Document section.
◇ ◇ ◇

Excel Hints

Page 1 of 2 1 2 LastLast
Results 1 to 20 of 21

Thread: SUMPRODUCT Step By Step - Part 1

  1. #1
    Distinguished Lord of VBAX VBAX Grand Master xld's Avatar
    Joined
    Apr 2005
    Posts
    24,101
    Location

    SUMPRODUCT Step By Step - Part 1

    SUMPRODUCT Basics

    Overview

    In its native form, SUMPRODUCT is used to multiply each element of 2 or more arrays and sum the individual products. As an example, suppose that we have the following table

         A      B
    1    1      4
    2    2      5
    3    3      6
    We can use

    =SUMPRODUCT(A1:A3,B1:B3)

    which returns 32. This is calculated as 1*4+2*5+3*6.

    This can be extended to more arrays, but with either 2 or more arrays, it is relatively simple in this form. One thing to take note of at the time is that although it SUMs and it PRODUCTs, there is not a * or a + in sight, these operations are intrinsic to SUMPRODUCT. But ... notice the comma, separating the array to be multiplied (semi-colon for our continental colleagues). Remember this detail, it will be touched on again later.

    SUMPRODUCT Is SUMIF

    Simple so far, but SUMPRODUCT can be 'tricked' into being a conditional function, like SUMIF, but more like SUMIF on steroids. This is what we will in cover more detail in the following discussions.

    Let us assume we have some data in A2:A20. We'll start by considering a simple conditional test, such as

    =IF(A2="test",1,0)

◇ ◇ ◇

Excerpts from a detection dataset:
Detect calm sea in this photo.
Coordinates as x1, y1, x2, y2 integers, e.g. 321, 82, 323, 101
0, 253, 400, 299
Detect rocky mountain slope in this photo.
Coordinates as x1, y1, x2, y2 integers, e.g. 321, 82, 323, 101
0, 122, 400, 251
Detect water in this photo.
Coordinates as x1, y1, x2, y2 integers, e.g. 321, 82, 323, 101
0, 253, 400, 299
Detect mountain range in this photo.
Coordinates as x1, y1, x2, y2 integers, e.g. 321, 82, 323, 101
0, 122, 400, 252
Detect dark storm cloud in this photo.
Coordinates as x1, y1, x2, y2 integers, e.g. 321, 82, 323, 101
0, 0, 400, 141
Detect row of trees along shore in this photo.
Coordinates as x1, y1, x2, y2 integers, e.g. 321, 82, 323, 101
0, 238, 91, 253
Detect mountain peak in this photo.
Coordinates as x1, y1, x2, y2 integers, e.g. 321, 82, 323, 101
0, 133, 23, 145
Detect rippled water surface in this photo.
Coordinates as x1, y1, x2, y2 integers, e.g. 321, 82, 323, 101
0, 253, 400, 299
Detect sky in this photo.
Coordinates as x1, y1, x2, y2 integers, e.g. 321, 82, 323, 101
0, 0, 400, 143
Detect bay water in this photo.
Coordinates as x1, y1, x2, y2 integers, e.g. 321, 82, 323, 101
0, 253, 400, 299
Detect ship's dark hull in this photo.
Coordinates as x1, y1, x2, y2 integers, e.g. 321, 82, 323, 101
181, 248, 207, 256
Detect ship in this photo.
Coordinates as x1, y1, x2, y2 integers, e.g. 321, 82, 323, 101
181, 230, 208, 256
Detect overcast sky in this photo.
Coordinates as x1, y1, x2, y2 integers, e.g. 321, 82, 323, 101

◇ ◇ ◇

Stated task 1. Can you duplicate the stretch of the SUMPRODUCT post from "which returns 32." through "on again later."?
Stated task 2. Does each statement agree with the SUMPRODUCT post above? Answer yes or no, and quote the deciding words. (a) The formula =SUMPRODUCT(A1:A3,B1:B3) applied to the table returns 32. (b) SUMPRODUCT needs the * and + operators written into the formula to multiply and sum. (c) Continental users separate the arrays with a colon.

Exercise result 1.
which returns 32. This is calculated as 1*4+2*5+3*6.

    This can be extended to more arrays, but with either 2 or more arrays, it is relatively simple in this form. One thing to take note of at the time is that although it SUMs and it PRODUCTs, there is not a * or a + in sight, these operations are intrinsic to SUMPRODUCT. But ... notice the comma, separating the array to be multiplied (semi-colon for our continental colleagues). Remember this detail, it will be touched on again later.

Exercise result 2.
(a) Yes: "which returns 32."
(b) No: "there is not a * or a + in sight, these operations are intrinsic to SUMPRODUCT."
(c) No: "semi-colon for our continental colleagues"